Spatial localization data
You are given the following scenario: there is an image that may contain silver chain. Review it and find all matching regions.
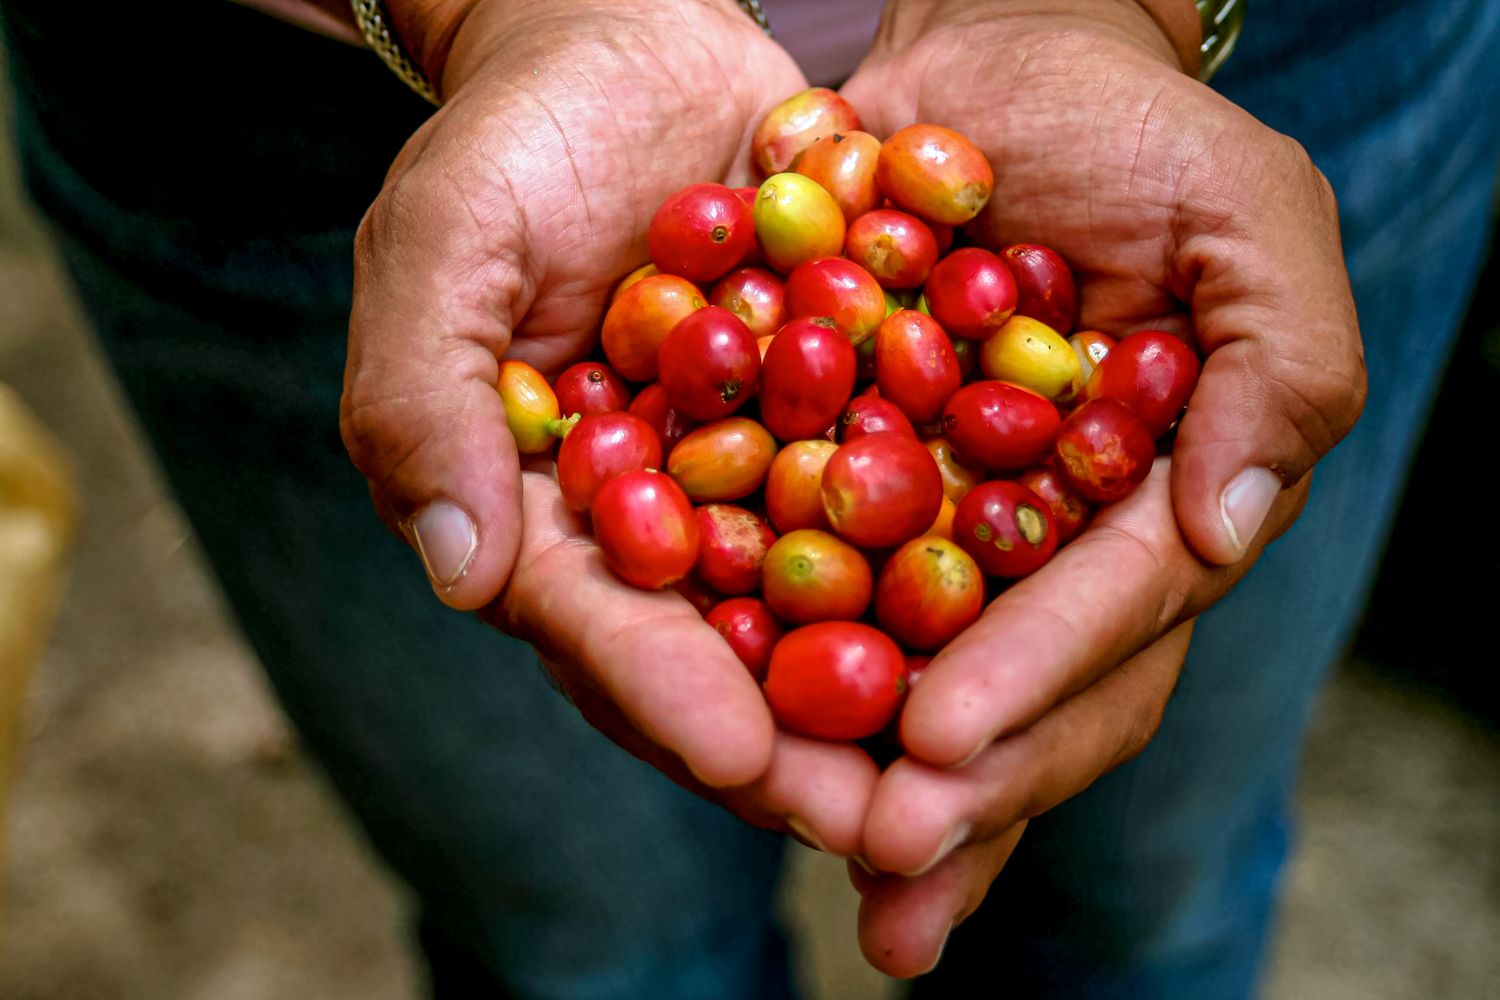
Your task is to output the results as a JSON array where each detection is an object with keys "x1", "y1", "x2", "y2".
[
  {"x1": 736, "y1": 0, "x2": 773, "y2": 36},
  {"x1": 349, "y1": 0, "x2": 440, "y2": 105},
  {"x1": 1196, "y1": 0, "x2": 1245, "y2": 82}
]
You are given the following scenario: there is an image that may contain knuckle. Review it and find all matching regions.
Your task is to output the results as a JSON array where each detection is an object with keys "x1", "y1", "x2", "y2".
[
  {"x1": 1310, "y1": 163, "x2": 1339, "y2": 218},
  {"x1": 1273, "y1": 132, "x2": 1340, "y2": 222},
  {"x1": 1116, "y1": 694, "x2": 1168, "y2": 766},
  {"x1": 1263, "y1": 351, "x2": 1366, "y2": 456},
  {"x1": 338, "y1": 381, "x2": 430, "y2": 487},
  {"x1": 1220, "y1": 280, "x2": 1364, "y2": 469},
  {"x1": 1269, "y1": 131, "x2": 1315, "y2": 175},
  {"x1": 1071, "y1": 525, "x2": 1184, "y2": 633},
  {"x1": 355, "y1": 169, "x2": 423, "y2": 271}
]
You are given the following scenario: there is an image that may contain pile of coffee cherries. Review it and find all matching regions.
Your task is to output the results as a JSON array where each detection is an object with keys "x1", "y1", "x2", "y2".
[{"x1": 498, "y1": 88, "x2": 1201, "y2": 745}]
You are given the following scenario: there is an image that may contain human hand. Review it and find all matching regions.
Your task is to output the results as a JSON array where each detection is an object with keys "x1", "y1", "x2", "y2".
[
  {"x1": 339, "y1": 0, "x2": 878, "y2": 849},
  {"x1": 837, "y1": 0, "x2": 1365, "y2": 973}
]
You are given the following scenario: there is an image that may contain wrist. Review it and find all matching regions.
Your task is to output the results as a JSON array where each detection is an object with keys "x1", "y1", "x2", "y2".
[
  {"x1": 1132, "y1": 0, "x2": 1202, "y2": 75},
  {"x1": 387, "y1": 0, "x2": 752, "y2": 99},
  {"x1": 877, "y1": 0, "x2": 1199, "y2": 75},
  {"x1": 383, "y1": 0, "x2": 481, "y2": 93}
]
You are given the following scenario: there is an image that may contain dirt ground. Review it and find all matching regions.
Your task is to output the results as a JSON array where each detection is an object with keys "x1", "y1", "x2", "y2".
[{"x1": 1, "y1": 88, "x2": 1497, "y2": 1000}]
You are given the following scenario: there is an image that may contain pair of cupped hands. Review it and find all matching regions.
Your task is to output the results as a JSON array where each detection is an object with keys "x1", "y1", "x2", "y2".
[{"x1": 341, "y1": 0, "x2": 1365, "y2": 976}]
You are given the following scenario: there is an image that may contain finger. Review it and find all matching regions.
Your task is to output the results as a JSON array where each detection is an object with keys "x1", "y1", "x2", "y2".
[
  {"x1": 900, "y1": 458, "x2": 1304, "y2": 767},
  {"x1": 847, "y1": 824, "x2": 1027, "y2": 979},
  {"x1": 722, "y1": 735, "x2": 881, "y2": 856},
  {"x1": 865, "y1": 624, "x2": 1190, "y2": 876},
  {"x1": 496, "y1": 467, "x2": 774, "y2": 788},
  {"x1": 342, "y1": 141, "x2": 534, "y2": 611},
  {"x1": 564, "y1": 679, "x2": 879, "y2": 854},
  {"x1": 1171, "y1": 140, "x2": 1366, "y2": 565}
]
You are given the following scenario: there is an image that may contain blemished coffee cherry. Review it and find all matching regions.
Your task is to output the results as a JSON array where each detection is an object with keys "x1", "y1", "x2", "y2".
[
  {"x1": 711, "y1": 267, "x2": 786, "y2": 339},
  {"x1": 694, "y1": 504, "x2": 777, "y2": 595},
  {"x1": 876, "y1": 124, "x2": 994, "y2": 225},
  {"x1": 821, "y1": 432, "x2": 944, "y2": 550},
  {"x1": 844, "y1": 209, "x2": 939, "y2": 289},
  {"x1": 1018, "y1": 466, "x2": 1091, "y2": 543},
  {"x1": 795, "y1": 130, "x2": 883, "y2": 223},
  {"x1": 1053, "y1": 399, "x2": 1155, "y2": 502},
  {"x1": 752, "y1": 88, "x2": 863, "y2": 176},
  {"x1": 953, "y1": 480, "x2": 1059, "y2": 578},
  {"x1": 875, "y1": 536, "x2": 985, "y2": 651}
]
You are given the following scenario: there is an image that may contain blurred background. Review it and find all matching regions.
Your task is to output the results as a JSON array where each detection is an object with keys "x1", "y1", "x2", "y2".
[{"x1": 2, "y1": 55, "x2": 1499, "y2": 1000}]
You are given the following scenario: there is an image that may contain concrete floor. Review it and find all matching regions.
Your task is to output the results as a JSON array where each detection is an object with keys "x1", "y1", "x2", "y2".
[{"x1": 1, "y1": 95, "x2": 1497, "y2": 1000}]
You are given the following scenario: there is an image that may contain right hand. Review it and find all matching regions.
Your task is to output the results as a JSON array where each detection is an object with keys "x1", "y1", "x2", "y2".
[
  {"x1": 340, "y1": 0, "x2": 879, "y2": 850},
  {"x1": 833, "y1": 0, "x2": 1365, "y2": 972}
]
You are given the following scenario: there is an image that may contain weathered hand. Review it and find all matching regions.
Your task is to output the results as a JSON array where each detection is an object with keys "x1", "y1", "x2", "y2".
[
  {"x1": 340, "y1": 0, "x2": 877, "y2": 849},
  {"x1": 838, "y1": 0, "x2": 1365, "y2": 973}
]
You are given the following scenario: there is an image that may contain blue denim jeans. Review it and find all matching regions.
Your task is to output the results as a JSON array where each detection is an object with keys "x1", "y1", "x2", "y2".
[{"x1": 5, "y1": 0, "x2": 1498, "y2": 996}]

▶ Required action: Write out each line exactly, starting with the line that contains "may contain weathered" and stopping after the last line of the data.

▶ Worked solution:
You are given the following scenario: there is an image that may contain weathered hand. Review it and find all matching regions.
Your task is to output the results as a JSON array where each detection is an object with keys "x1", "y1", "x2", "y2".
[
  {"x1": 340, "y1": 0, "x2": 877, "y2": 849},
  {"x1": 838, "y1": 0, "x2": 1365, "y2": 973}
]
You are given the following scenario: there is an image that may contain blue denim jeans. Review it and find all matching regions.
Your task is to output the results as a JSON array where each detection is an object with keys "x1", "y1", "x2", "y2".
[{"x1": 5, "y1": 0, "x2": 1498, "y2": 996}]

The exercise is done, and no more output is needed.